(Stored data)
- Opening Delimiter -

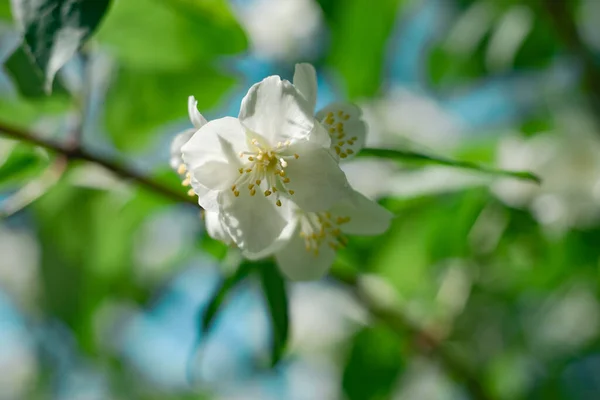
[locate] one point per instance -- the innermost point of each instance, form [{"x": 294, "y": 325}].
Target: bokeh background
[{"x": 103, "y": 283}]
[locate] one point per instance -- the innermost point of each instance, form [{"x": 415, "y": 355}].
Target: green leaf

- Closing Delimiter -

Required action
Your answer should consist of the lines above that hold the word "each".

Output below
[locate] one point per instance -- the innermost point of each instance, form [{"x": 294, "y": 325}].
[locate] one point per instance -- the innermost point of each instance, form [{"x": 415, "y": 355}].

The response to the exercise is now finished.